Would you retype, word for word, the line with "negative clicks: (516, 295) (504, 294)" and every line after it through the end of the records below?

──────── Exercise material

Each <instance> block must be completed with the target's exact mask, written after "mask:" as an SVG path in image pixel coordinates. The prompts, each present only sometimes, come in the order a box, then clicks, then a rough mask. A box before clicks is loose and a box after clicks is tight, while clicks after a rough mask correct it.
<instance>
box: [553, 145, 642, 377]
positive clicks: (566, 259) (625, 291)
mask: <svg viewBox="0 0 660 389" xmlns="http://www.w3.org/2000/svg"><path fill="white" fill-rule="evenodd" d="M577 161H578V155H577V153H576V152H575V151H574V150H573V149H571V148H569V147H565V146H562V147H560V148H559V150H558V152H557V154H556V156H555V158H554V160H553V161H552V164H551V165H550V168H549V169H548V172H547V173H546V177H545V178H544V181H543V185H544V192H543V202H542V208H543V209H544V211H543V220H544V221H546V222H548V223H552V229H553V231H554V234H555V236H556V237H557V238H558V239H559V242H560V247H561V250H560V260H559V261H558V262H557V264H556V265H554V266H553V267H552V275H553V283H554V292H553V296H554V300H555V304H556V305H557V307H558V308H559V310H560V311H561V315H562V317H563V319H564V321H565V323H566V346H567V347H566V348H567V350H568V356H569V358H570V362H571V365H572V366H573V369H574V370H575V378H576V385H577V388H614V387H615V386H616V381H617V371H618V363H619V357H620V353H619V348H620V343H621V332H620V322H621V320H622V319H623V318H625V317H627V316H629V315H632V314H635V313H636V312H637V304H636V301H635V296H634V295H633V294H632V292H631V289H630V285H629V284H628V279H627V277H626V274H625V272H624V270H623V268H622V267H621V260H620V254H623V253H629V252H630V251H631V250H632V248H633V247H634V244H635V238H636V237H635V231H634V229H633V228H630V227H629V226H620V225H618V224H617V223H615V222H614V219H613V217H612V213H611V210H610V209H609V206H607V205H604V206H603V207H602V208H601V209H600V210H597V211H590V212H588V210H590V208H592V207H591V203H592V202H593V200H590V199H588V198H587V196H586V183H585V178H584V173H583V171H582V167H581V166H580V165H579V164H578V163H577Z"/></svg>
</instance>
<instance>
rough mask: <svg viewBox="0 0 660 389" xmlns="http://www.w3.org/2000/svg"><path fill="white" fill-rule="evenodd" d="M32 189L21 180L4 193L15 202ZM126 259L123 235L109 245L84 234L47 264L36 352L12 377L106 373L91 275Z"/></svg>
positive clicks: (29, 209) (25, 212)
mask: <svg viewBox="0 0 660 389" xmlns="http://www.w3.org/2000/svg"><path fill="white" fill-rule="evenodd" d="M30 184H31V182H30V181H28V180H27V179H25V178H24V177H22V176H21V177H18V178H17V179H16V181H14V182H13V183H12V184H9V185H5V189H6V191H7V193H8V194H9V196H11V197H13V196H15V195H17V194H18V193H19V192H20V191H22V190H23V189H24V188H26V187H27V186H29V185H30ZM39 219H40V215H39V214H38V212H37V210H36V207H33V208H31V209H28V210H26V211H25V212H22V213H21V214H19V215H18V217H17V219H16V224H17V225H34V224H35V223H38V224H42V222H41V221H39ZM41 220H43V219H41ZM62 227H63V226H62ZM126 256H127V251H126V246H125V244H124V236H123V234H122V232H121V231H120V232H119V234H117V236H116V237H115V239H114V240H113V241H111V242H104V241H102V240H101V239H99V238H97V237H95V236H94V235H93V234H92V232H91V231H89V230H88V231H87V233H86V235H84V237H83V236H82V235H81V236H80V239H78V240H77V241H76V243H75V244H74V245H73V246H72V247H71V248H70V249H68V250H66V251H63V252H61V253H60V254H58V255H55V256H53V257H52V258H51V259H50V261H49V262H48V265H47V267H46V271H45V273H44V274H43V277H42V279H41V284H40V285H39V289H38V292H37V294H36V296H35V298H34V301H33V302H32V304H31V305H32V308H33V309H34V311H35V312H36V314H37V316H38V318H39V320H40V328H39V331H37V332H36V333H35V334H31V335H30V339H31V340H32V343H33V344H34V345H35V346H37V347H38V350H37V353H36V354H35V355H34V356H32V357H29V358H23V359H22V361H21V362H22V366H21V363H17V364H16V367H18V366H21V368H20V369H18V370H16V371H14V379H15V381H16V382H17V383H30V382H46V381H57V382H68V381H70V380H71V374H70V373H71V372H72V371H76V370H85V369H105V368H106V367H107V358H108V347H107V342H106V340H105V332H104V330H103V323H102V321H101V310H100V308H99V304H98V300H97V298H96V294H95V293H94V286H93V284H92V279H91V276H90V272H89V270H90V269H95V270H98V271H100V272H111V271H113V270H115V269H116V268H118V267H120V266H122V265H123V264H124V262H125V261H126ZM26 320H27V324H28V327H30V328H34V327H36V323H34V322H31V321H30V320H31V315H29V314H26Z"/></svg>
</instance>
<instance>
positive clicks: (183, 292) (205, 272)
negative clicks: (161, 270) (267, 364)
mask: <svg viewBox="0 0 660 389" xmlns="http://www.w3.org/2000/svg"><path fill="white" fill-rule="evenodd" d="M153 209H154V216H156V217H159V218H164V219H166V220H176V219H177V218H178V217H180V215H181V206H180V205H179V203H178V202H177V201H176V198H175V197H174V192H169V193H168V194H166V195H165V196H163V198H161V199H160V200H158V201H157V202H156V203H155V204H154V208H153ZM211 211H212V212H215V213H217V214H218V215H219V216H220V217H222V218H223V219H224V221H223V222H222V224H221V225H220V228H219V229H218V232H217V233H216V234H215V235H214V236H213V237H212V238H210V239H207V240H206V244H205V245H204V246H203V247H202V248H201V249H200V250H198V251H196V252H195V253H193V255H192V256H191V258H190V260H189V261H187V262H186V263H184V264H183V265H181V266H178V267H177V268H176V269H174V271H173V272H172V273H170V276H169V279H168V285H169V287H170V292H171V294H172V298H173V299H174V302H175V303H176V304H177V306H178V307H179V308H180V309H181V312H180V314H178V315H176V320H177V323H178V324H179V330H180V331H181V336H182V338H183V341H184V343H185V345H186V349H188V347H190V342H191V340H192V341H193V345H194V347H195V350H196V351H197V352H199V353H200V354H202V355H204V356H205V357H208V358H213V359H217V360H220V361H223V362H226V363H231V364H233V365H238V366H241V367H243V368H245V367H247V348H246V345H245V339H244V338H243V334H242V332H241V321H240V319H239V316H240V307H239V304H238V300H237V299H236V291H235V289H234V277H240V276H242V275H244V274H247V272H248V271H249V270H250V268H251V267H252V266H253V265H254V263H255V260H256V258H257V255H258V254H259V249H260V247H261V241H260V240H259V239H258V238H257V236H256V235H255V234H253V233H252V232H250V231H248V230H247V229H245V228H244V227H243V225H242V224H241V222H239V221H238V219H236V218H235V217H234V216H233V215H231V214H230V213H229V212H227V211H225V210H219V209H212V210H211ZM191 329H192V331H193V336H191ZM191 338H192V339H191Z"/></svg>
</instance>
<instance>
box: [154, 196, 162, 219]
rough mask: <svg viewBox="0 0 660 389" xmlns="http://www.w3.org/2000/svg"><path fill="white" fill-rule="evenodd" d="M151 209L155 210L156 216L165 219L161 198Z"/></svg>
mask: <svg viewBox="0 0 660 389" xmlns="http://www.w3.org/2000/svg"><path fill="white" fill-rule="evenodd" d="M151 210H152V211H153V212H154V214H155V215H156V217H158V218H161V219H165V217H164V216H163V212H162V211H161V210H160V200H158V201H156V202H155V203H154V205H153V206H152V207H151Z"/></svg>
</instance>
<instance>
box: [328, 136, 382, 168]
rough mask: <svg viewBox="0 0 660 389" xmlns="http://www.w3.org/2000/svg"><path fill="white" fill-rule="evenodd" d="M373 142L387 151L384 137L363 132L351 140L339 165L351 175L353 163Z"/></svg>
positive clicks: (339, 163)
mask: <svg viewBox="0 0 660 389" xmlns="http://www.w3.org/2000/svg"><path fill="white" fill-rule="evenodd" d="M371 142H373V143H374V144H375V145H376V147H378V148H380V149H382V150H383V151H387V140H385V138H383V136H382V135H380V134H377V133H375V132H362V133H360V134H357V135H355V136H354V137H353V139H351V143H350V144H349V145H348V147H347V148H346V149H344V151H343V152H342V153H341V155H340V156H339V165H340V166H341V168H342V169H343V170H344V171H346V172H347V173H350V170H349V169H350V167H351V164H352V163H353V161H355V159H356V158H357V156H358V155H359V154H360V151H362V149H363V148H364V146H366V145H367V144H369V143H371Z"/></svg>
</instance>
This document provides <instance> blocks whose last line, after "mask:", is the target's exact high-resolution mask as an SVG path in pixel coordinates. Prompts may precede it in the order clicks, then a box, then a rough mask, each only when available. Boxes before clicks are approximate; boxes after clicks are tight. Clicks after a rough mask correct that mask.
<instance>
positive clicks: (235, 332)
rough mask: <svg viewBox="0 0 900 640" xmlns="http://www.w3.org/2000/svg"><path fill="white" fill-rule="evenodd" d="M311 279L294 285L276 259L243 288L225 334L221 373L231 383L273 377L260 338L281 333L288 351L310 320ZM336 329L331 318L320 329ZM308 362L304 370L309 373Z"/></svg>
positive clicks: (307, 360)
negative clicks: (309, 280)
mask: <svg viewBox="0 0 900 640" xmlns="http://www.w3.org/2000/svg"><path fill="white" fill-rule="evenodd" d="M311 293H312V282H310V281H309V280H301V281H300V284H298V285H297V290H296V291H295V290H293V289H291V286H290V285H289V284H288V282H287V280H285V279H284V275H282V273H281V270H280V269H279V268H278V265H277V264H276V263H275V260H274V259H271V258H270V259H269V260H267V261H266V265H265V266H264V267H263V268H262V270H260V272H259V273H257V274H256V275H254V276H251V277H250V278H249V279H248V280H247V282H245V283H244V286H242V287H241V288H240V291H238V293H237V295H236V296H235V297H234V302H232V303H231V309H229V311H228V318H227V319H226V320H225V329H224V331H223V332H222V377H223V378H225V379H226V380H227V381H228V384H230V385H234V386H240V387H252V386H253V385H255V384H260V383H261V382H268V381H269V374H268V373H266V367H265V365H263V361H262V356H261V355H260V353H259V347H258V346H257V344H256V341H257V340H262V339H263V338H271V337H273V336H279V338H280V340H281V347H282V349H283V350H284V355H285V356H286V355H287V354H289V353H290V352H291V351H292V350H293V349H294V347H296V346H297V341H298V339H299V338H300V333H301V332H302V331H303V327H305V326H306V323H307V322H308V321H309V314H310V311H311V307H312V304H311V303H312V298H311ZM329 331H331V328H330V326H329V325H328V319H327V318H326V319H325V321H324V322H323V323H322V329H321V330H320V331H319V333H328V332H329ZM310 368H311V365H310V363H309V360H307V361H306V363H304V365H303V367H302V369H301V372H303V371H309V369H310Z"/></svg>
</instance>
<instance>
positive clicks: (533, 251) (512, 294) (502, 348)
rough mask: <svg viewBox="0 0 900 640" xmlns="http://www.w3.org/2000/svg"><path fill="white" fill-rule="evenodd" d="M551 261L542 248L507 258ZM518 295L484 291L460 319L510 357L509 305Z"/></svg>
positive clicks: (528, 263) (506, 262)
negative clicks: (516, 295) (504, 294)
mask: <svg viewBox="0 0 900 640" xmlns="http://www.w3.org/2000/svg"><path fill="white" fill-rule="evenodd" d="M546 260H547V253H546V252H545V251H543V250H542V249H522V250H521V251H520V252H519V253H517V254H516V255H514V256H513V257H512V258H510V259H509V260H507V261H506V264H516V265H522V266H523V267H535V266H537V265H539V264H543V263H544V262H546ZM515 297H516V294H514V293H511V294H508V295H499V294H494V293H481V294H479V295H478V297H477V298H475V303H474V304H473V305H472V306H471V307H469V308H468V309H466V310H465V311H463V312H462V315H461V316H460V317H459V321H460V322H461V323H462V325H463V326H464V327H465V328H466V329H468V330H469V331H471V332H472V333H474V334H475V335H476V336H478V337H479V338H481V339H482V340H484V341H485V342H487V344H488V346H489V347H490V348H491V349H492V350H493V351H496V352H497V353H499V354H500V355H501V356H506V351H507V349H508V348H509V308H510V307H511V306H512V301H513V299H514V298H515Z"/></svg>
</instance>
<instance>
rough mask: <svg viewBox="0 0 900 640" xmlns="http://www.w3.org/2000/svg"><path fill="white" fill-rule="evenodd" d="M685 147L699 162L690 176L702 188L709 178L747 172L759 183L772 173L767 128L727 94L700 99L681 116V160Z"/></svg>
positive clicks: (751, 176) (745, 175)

────────────────

→ Answer to the exercise:
negative clicks: (516, 295) (504, 294)
mask: <svg viewBox="0 0 900 640" xmlns="http://www.w3.org/2000/svg"><path fill="white" fill-rule="evenodd" d="M546 260H547V253H546V252H545V251H543V250H542V249H522V250H521V251H520V252H519V253H517V254H516V255H514V256H513V257H512V258H510V259H509V260H507V261H506V264H516V265H522V266H523V267H535V266H537V265H539V264H543V263H544V262H546ZM515 297H516V294H514V293H511V294H508V295H499V294H494V293H481V294H479V295H478V297H477V298H475V303H474V304H473V305H472V306H471V307H469V308H468V309H466V310H465V311H463V312H462V315H461V316H460V317H459V321H460V322H461V323H462V325H463V326H464V327H465V328H466V329H468V330H469V331H471V332H472V333H474V334H475V335H476V336H478V337H479V338H481V339H482V340H484V341H485V342H487V344H488V346H489V347H490V348H491V349H492V350H493V351H496V352H497V353H499V354H500V355H501V356H506V351H507V349H508V348H509V308H510V307H511V306H512V301H513V299H514V298H515Z"/></svg>
</instance>
<instance>
rough mask: <svg viewBox="0 0 900 640" xmlns="http://www.w3.org/2000/svg"><path fill="white" fill-rule="evenodd" d="M685 147L699 162L690 176L702 188L709 178L747 172L759 183L772 173L767 128L727 94L700 99L681 116V160Z"/></svg>
positive clicks: (751, 176) (745, 175)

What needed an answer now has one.